Listing |
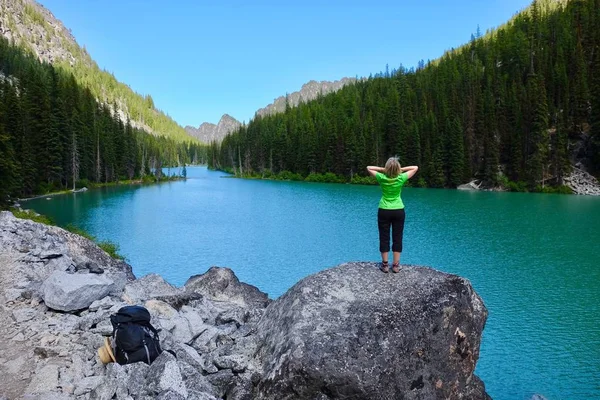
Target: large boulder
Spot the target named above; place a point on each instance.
(221, 284)
(354, 332)
(71, 292)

Required work |
Rewrite the data above line for line, including every text line, and offset the answer coordinates by adding 109 to each number in them. Leave the picture lines out of your answer.

Written solution |
Target: large boulder
Spot the target named above; place a point on each instance.
(330, 393)
(463, 441)
(180, 401)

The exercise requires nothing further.